* [Task item]: Of the lines in the data below, count the ones holding the string "above", and answer with that number only.
------ Provided entries
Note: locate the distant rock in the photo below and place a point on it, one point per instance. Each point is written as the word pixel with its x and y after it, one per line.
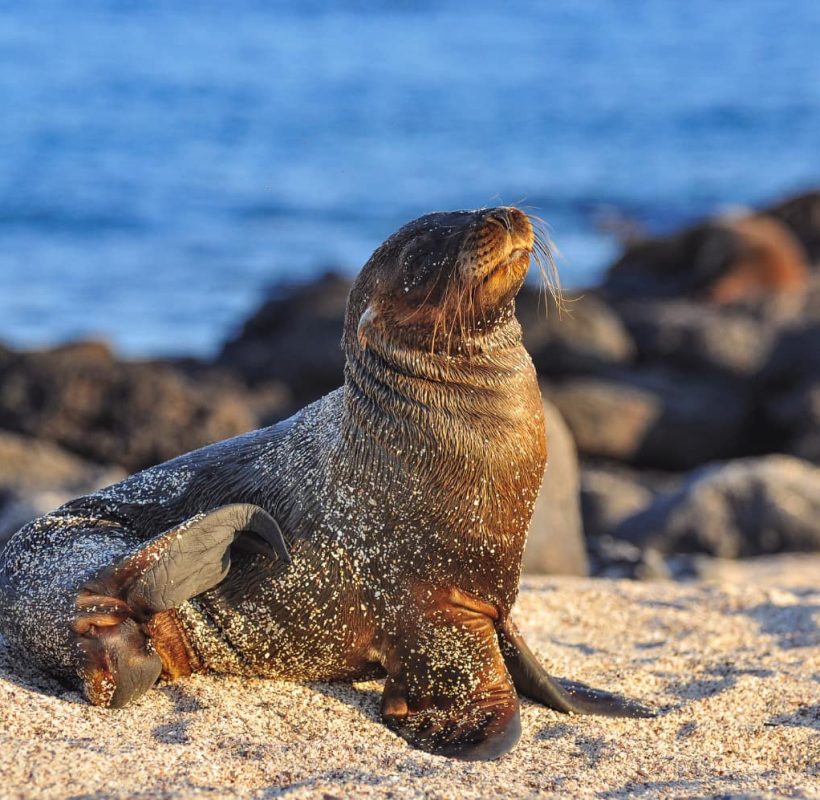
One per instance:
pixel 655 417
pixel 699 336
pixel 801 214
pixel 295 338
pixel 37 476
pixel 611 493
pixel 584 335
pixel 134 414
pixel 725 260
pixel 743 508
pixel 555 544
------------
------ Provided entries
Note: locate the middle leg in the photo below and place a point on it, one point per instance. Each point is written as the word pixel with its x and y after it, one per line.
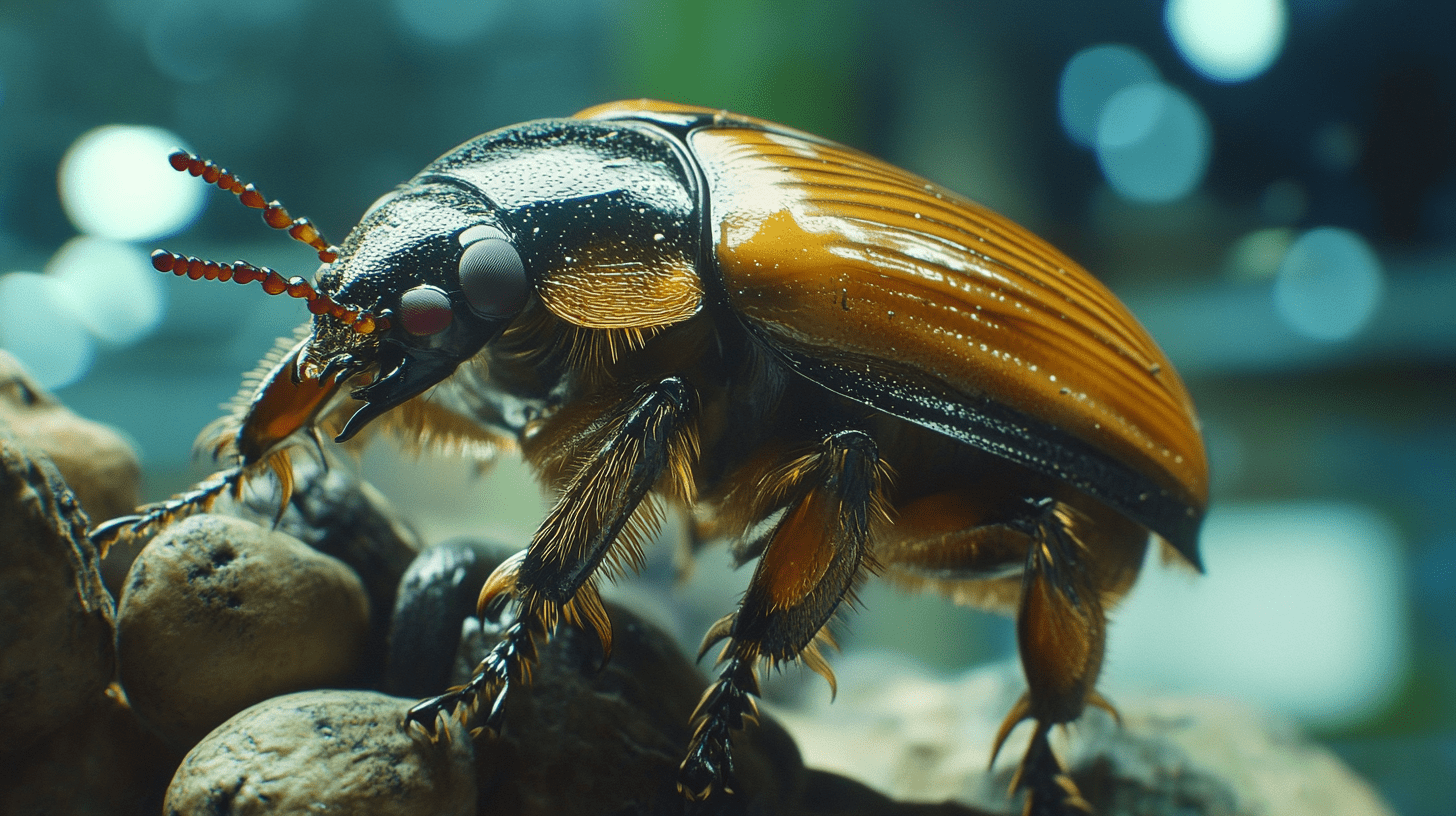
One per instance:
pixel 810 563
------------
------ Provided entries
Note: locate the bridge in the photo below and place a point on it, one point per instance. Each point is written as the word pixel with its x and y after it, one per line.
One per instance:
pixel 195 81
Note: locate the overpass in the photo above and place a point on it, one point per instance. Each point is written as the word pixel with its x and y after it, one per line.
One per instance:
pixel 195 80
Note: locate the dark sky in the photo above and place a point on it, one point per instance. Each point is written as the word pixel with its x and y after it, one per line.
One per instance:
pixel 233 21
------------
* [Written answer]: 2